The analysis is not aided by reference to Counts 27, 28 and 29 because there was an acquittal by direction on Counts 27 and 28, and there was an acquittal on Count 29. They were the added counts and that material was not relevant to the original ruling.
There had been a ground about the circumstances of those counts being added, but since no conviction arose from those counts, that ground was not argued before this Court. It should not be assumed that the procedure adopted in adding those counts is endorsed.
From the foregoing, it is clear that the evidence on the counts which went to the jury was vastly different from the evidence considered by his Honour at the time of his ruling. It was viewing the proposed evidence in its totality that his Honour ruled in favour of all the counts being kept together. In his ruling, his Honour said:
Mr Whitchurch, counsel for the accused, submits that in each case the evidence of one complainant is not admissible in respect of another complainant. He contends that there is a risk of unacceptable prejudice in conducting a joint trial. Given that the offences incite strong emotions and revulsion, and strong directions will not cure the risk of prejudice, a fair trial cannot be held.

● **Point-based annotation data**

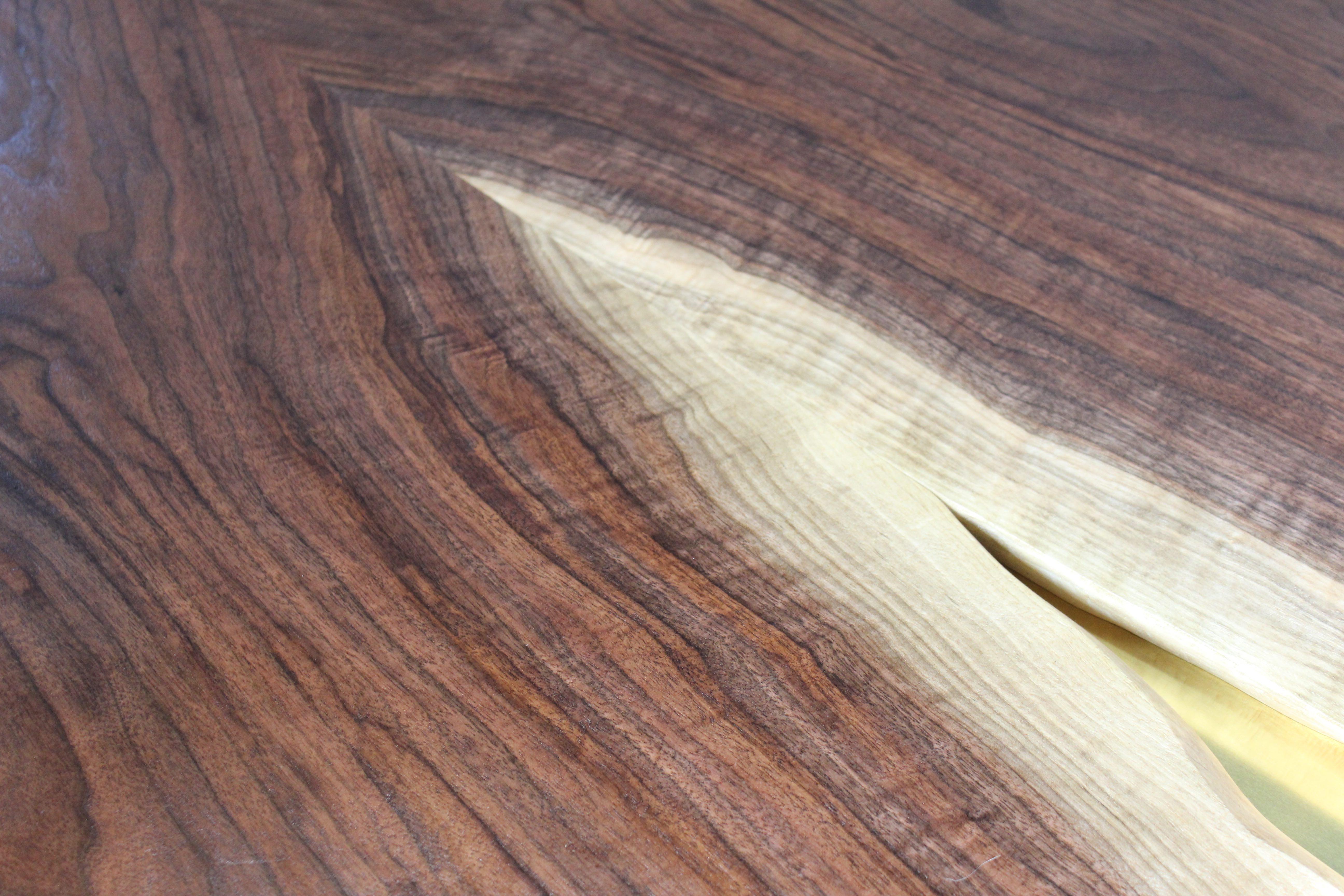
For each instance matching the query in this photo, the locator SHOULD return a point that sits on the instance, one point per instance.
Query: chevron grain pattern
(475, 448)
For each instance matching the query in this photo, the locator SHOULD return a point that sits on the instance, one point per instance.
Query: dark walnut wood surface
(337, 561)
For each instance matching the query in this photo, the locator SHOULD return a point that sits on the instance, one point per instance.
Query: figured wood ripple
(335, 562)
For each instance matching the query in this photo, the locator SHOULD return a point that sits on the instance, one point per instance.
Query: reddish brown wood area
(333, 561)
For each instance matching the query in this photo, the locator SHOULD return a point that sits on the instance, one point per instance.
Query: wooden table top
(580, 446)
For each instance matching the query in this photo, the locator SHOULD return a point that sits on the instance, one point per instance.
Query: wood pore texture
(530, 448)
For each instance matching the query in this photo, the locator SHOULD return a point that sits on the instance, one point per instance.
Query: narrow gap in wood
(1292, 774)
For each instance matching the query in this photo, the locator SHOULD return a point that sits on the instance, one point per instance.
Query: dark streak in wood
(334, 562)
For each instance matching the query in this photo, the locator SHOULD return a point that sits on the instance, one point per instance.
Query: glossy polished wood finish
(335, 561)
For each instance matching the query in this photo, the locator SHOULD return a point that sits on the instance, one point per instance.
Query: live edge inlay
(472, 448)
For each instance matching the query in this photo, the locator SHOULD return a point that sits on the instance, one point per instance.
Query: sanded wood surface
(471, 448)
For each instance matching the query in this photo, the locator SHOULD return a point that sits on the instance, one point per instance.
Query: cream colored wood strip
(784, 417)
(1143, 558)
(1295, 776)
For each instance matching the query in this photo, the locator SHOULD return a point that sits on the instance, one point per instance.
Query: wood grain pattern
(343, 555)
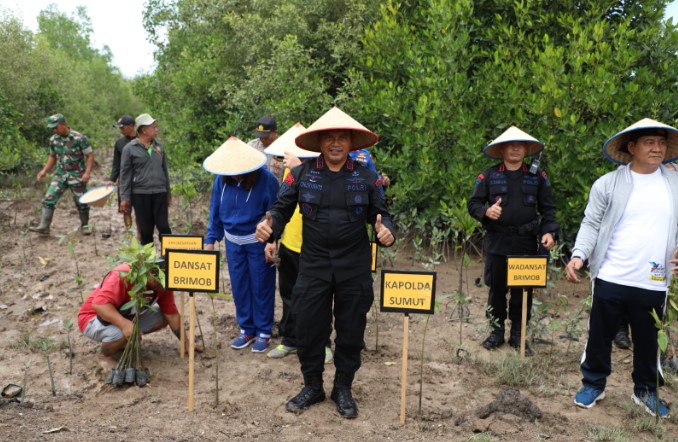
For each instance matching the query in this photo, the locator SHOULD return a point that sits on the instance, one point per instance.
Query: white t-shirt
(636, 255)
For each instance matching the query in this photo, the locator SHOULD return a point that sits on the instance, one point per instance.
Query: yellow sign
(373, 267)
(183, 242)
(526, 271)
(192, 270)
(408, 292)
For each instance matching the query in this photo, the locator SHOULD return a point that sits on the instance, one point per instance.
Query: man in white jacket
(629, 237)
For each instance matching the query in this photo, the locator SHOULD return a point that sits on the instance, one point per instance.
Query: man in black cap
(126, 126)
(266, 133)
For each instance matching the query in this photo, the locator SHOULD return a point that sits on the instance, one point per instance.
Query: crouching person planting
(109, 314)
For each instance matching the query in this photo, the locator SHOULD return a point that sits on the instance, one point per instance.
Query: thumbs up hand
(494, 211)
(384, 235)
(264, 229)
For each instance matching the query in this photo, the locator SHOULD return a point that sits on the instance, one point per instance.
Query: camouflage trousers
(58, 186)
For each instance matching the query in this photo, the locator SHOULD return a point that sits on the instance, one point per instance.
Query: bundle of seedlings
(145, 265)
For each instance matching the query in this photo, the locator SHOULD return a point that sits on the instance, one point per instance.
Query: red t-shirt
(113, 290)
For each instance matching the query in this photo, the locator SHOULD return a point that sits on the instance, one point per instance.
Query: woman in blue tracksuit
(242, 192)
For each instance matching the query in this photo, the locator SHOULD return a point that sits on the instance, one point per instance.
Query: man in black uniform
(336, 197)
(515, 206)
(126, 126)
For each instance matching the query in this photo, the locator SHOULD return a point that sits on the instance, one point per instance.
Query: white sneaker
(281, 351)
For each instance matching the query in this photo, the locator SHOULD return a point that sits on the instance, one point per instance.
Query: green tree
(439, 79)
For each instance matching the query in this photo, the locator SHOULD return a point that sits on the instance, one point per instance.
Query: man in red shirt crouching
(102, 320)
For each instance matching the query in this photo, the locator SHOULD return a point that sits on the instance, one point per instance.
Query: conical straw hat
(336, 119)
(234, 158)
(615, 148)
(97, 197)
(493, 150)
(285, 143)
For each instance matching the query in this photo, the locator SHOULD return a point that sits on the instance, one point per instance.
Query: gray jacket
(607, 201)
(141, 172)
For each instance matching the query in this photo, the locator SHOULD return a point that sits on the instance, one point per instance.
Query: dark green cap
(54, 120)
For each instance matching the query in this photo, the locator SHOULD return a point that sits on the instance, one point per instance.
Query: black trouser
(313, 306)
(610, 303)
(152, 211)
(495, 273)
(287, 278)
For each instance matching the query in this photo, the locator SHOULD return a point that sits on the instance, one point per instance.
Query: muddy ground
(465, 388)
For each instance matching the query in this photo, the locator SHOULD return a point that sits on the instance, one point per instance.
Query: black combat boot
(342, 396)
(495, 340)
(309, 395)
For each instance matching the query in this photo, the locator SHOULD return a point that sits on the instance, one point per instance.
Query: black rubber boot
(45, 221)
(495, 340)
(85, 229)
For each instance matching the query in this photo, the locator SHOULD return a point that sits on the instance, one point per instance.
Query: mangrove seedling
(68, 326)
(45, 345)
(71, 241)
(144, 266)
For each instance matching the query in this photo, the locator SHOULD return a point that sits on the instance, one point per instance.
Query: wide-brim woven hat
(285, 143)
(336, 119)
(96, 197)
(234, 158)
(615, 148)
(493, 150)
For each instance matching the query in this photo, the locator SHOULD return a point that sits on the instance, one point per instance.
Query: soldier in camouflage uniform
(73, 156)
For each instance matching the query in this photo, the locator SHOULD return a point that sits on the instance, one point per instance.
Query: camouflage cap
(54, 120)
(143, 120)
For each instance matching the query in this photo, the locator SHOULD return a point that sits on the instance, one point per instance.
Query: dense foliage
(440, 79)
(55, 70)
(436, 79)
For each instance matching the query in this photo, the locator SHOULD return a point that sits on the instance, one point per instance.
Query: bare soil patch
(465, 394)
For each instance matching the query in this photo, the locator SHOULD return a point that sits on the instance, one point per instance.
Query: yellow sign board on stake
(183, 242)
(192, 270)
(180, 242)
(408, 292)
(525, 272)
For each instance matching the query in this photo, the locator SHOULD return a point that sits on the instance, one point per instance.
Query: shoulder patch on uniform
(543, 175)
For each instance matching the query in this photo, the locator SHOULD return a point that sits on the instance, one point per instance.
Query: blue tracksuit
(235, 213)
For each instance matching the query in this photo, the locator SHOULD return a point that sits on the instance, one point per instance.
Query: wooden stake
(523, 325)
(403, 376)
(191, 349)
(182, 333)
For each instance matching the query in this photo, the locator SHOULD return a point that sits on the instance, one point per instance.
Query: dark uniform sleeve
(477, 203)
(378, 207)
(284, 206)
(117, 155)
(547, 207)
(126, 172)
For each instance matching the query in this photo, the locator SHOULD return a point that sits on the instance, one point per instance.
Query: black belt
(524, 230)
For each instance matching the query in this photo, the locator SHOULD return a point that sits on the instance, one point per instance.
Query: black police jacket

● **Task requirements**
1) In the judgment excerpt, replace "endorsed" with "approved" and write out the stretch from "The analysis is" through "counts is endorsed.".
2) In the judgment excerpt, who is Mr Whitchurch?

● **The responses**
1)
The analysis is not aided by reference to Counts 27, 28 and 29 because there was an acquittal by direction on Counts 27 and 28, and there was an acquittal on Count 29. They were the added counts and that material was not relevant to the original ruling.
There had been a ground about the circumstances of those counts being added, but since no conviction arose from those counts, that ground was not argued before this Court. It should not be assumed that the procedure adopted in adding those counts is approved.

2) Counsel for the accused.